> _Activity_:
Every record below is to be retyped exactly.

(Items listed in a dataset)
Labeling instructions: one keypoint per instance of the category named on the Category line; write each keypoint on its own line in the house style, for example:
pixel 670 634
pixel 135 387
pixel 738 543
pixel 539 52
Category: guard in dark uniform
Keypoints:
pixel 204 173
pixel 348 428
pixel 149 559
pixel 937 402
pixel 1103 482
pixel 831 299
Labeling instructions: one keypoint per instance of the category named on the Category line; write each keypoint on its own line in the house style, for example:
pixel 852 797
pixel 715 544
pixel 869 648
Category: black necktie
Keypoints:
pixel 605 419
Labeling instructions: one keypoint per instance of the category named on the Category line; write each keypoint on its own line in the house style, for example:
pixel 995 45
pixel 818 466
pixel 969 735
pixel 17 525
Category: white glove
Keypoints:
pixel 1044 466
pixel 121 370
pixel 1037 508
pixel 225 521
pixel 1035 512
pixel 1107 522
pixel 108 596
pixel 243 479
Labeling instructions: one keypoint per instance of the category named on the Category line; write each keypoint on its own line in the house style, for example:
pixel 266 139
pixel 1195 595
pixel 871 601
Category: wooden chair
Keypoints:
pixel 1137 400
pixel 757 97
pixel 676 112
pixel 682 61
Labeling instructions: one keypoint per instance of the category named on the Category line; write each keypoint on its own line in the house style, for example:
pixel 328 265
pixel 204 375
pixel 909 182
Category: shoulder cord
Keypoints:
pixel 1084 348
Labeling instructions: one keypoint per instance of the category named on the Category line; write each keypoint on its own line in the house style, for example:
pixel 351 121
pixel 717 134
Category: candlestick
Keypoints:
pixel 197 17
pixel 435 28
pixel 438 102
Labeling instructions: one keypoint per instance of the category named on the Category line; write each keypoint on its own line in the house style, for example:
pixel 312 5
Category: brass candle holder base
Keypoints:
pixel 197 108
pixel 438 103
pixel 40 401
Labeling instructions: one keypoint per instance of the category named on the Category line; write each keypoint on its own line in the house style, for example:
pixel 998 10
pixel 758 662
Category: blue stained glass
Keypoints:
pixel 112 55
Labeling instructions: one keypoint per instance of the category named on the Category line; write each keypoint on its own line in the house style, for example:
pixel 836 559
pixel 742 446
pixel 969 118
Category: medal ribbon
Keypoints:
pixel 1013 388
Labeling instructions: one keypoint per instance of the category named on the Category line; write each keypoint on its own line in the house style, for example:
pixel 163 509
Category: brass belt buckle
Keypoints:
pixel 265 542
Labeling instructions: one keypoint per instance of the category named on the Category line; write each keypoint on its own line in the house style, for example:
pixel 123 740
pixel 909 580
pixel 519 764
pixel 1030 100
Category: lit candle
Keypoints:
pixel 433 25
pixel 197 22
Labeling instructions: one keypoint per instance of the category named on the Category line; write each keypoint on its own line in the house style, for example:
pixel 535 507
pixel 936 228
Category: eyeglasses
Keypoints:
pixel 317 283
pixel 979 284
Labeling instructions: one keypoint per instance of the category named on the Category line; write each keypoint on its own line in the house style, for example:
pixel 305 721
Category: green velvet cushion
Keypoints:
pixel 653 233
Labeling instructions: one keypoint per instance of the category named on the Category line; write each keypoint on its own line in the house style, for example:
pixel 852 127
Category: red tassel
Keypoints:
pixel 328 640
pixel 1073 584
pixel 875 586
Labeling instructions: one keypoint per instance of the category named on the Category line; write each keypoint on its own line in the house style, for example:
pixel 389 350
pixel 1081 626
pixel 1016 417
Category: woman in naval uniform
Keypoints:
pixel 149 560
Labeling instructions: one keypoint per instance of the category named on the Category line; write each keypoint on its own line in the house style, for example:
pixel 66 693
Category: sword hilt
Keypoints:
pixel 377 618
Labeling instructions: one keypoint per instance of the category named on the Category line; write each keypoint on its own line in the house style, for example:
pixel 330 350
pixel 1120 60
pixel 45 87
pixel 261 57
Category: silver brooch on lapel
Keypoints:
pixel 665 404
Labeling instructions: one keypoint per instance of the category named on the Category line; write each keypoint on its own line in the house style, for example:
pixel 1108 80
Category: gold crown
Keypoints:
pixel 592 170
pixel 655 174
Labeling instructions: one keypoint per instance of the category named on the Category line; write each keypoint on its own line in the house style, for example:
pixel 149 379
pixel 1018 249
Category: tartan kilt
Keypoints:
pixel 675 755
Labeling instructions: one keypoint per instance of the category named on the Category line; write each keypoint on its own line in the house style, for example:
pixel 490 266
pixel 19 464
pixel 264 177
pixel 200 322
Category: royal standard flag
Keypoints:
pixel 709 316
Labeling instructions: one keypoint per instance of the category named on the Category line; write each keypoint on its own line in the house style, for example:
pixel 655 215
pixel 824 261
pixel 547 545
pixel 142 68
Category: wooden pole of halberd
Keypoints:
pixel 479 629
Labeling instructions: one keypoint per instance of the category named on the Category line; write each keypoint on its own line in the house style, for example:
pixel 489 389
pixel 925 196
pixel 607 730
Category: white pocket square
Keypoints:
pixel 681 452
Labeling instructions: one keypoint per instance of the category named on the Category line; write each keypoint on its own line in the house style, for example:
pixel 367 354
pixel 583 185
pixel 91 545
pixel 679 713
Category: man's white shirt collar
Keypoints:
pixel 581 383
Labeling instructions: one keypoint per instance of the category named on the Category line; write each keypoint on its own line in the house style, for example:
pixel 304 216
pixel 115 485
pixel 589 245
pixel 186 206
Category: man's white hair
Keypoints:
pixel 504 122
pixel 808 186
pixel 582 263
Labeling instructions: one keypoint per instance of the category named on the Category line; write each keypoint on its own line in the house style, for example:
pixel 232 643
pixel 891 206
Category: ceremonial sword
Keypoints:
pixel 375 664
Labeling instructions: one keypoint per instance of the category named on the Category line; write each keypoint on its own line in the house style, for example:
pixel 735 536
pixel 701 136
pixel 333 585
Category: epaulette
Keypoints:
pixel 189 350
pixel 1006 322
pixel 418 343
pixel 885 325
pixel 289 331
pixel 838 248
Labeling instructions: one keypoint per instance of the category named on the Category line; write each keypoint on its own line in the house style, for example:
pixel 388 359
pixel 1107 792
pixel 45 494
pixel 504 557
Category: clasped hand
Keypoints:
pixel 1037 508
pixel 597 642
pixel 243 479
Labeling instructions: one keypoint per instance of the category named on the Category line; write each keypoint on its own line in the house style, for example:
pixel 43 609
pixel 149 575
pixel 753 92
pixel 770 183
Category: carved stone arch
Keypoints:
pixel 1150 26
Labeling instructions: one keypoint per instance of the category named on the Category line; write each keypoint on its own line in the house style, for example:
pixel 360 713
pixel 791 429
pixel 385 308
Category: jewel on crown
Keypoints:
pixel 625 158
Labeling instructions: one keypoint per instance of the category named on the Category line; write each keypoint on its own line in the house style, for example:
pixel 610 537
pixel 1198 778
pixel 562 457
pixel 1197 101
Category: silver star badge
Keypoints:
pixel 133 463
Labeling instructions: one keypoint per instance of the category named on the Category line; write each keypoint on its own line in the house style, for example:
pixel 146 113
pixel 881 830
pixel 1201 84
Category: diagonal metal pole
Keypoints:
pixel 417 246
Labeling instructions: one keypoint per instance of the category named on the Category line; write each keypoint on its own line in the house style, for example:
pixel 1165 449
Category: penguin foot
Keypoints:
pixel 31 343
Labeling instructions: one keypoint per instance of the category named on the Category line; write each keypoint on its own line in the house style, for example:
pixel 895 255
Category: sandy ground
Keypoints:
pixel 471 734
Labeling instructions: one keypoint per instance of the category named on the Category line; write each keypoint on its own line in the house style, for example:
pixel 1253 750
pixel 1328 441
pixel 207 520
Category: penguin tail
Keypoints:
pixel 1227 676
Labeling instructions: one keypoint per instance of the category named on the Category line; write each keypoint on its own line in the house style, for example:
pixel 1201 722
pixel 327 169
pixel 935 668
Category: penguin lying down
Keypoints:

> _Answer to the problem_:
Labeling instructions: one keypoint per instance of the category named on the Category line; write each keypoint on its own line in the house style, for example:
pixel 670 634
pixel 135 387
pixel 738 543
pixel 539 52
Category: guard in dark uniform
Keypoints:
pixel 204 173
pixel 348 428
pixel 149 559
pixel 937 402
pixel 1103 482
pixel 831 299
Labeling instructions: one keypoint per instance of the category named on the Category line; write each keypoint on its own line in the house style, for example:
pixel 852 797
pixel 715 544
pixel 869 648
Category: black necktie
Keypoints:
pixel 605 419
Labeling instructions: one keypoint per instance of the category named on the Category line; write each keypoint on its own line in the house style, for example:
pixel 995 45
pixel 818 466
pixel 969 735
pixel 17 525
Category: white glove
Keypoints:
pixel 1044 466
pixel 121 370
pixel 1037 508
pixel 225 521
pixel 1035 512
pixel 1107 522
pixel 108 596
pixel 243 479
Labeling instructions: one keypoint per instance of the category named on the Category line; write each keypoint on its own line in the house style, for example:
pixel 266 139
pixel 1195 595
pixel 871 601
Category: wooden chair
Keypoints:
pixel 1137 400
pixel 757 97
pixel 676 112
pixel 682 61
Labeling instructions: one keypoint per instance of the category named on the Category line; write each keypoint on its own line in the house style, for example:
pixel 328 265
pixel 204 375
pixel 909 182
Category: shoulder cord
Keypoints:
pixel 1084 348
Labeling instructions: one keypoint per instance of the category named on the Category line; write each keypoint on its own line in the house style, for example:
pixel 351 121
pixel 717 134
Category: candlestick
Keypoints:
pixel 197 17
pixel 435 28
pixel 438 102
Labeling instructions: one keypoint per instance of the category named on the Category line; write each keypoint on its own line in the house style, for example:
pixel 312 5
Category: brass candle holder base
Keypoints:
pixel 197 108
pixel 438 103
pixel 40 401
Labeling instructions: one keypoint per instance of the category named on the Category line; write each keypoint on its own line in the house style, for example:
pixel 998 10
pixel 758 662
Category: blue stained glass
Keypoints:
pixel 112 55
Labeling instructions: one keypoint per instance of the category named on the Category line; write each keypoint on its own line in the house style, for example:
pixel 836 559
pixel 742 446
pixel 969 118
Category: medal ribbon
Keypoints:
pixel 1013 388
Labeling instructions: one keypoint per instance of the category named on the Category line; write each keypoint on its own line in the house style, for example:
pixel 163 509
Category: brass belt buckle
Keypoints:
pixel 265 542
Labeling instructions: one keypoint per instance of the category named on the Category line; write each keypoint on its own line in the house style, for example:
pixel 123 740
pixel 909 580
pixel 519 764
pixel 1030 100
Category: lit candle
Keypoints:
pixel 433 25
pixel 197 22
Labeling instructions: one keypoint per instance of the category named on the Category line; write each keypoint on its own line in the house style, for example:
pixel 535 507
pixel 936 228
Category: eyeglasses
Keypoints:
pixel 317 283
pixel 979 284
Labeling instructions: one keypoint per instance of the category named on the Category line; write each keypoint on its own line in the house style, for example:
pixel 305 721
Category: green velvet cushion
Keypoints:
pixel 653 233
Labeling instructions: one keypoint per instance of the category named on the Category line; write each keypoint on its own line in the house style, for example:
pixel 852 127
Category: red tassel
Keypoints:
pixel 328 640
pixel 1073 584
pixel 875 586
Labeling instructions: one keypoint per instance of the category named on the Category line; write each keypoint on its own line in the house style, for example:
pixel 389 350
pixel 1081 626
pixel 1016 417
Category: woman in naval uniform
Keypoints:
pixel 149 560
Labeling instructions: one keypoint per instance of the category named on the Category line; write each keypoint on its own line in the house style, for example:
pixel 66 693
Category: sword hilt
Keypoints:
pixel 377 618
Labeling instructions: one keypoint per instance of the category named on the Category line; write each keypoint on its own line in the house style, for example:
pixel 330 350
pixel 1120 60
pixel 45 87
pixel 261 57
Category: silver brooch on lapel
Keypoints:
pixel 665 404
Labeling instructions: one keypoint per instance of the category named on the Category line; write each keypoint on its own line in the house style, for example:
pixel 1108 80
Category: gold crown
Keypoints:
pixel 592 170
pixel 655 174
Labeling instructions: one keypoint per instance of the category named on the Category line; write each keypoint on its own line in the house style, for example:
pixel 149 379
pixel 1018 249
Category: tartan kilt
Keypoints:
pixel 675 755
Labeling instructions: one keypoint per instance of the category named on the Category line; write each keypoint on its own line in the house style, for example:
pixel 490 266
pixel 19 464
pixel 264 177
pixel 200 322
Category: royal standard flag
Keypoints:
pixel 709 316
Labeling instructions: one keypoint per instance of the category named on the Category line; write each keypoint on its own line in the house style, for example:
pixel 655 215
pixel 824 261
pixel 547 545
pixel 142 68
Category: wooden pole of halberd
Keypoints:
pixel 479 629
Labeling instructions: one keypoint per instance of the category named on the Category line; write each keypoint on its own line in the house style, for example:
pixel 489 389
pixel 925 196
pixel 607 730
Category: white pocket square
Keypoints:
pixel 681 452
Labeling instructions: one keypoint per instance of the category named on the Category line; write each keypoint on its own line in the house style, for example:
pixel 367 354
pixel 583 185
pixel 91 545
pixel 679 713
Category: man's white shirt collar
Keypoints:
pixel 581 383
Labeling instructions: one keypoint per instance of the category named on the Category line; write each keypoint on its own line in the house style, for example:
pixel 304 216
pixel 115 485
pixel 589 245
pixel 186 206
Category: man's white hair
Keypoints:
pixel 504 122
pixel 808 186
pixel 582 263
Labeling instructions: one keypoint per instance of the category named on the Category line; write each keypoint on its own line in the house style, for example:
pixel 232 643
pixel 891 206
Category: ceremonial sword
Keypoints:
pixel 375 664
Labeling instructions: one keypoint per instance of the category named on the Category line; write each keypoint on its own line in the house style, for example:
pixel 735 536
pixel 701 136
pixel 333 585
Category: epaulette
Keypoints:
pixel 189 350
pixel 1006 322
pixel 418 343
pixel 885 325
pixel 289 331
pixel 838 248
Labeling instructions: one keypoint per instance of the category named on the Category line; write each keypoint on its own line in the house style, for example:
pixel 388 359
pixel 1107 792
pixel 45 494
pixel 504 557
Category: clasped hand
Keypoints:
pixel 1037 508
pixel 597 642
pixel 243 479
Labeling instructions: one keypoint per instance of the category named on the Category line; write each keypoint on its own line in the house style, for example:
pixel 43 609
pixel 149 575
pixel 753 92
pixel 770 183
Category: carved stone arch
Keypoints:
pixel 1150 26
Labeling instructions: one keypoint per instance of the category named on the Category line; write each keypoint on its own line in the house style, for example:
pixel 360 713
pixel 791 429
pixel 385 308
Category: jewel on crown
Keypoints:
pixel 625 158
Labeling instructions: one keypoint per instance of the category named on the Category line; write each keypoint on its own line in the house style, for example:
pixel 610 537
pixel 1198 778
pixel 562 457
pixel 1197 101
Category: silver star badge
Keypoints:
pixel 133 463
Labeling instructions: one keypoint per instance of the category named on the Category line; write each keypoint on its own line in the house style, for example:
pixel 146 113
pixel 881 830
pixel 1201 84
Category: diagonal metal pole
Keypoints:
pixel 417 246
Labeling instructions: one keypoint per instance of the category named on the Category line; write each keypoint on its own line in the house style, for example:
pixel 1165 449
Category: penguin foot
Keypoints:
pixel 31 343
Labeling instructions: one keypoint per instance of the category named on the Category line; write each keypoint on its own line in the house style, for example:
pixel 895 255
Category: sandy ground
Keypoints:
pixel 471 734
Labeling instructions: one keypoint per instance of the category named on the Category line; write each keypoint on its own line in the house style, for example:
pixel 1253 750
pixel 1328 441
pixel 207 520
Category: penguin tail
Keypoints:
pixel 1227 676
Labeling instructions: one keypoint per instance of the category named on the Category line; write each keypoint on its own line in the house style, for example:
pixel 1201 722
pixel 327 169
pixel 935 668
Category: penguin lying down
Keypoints:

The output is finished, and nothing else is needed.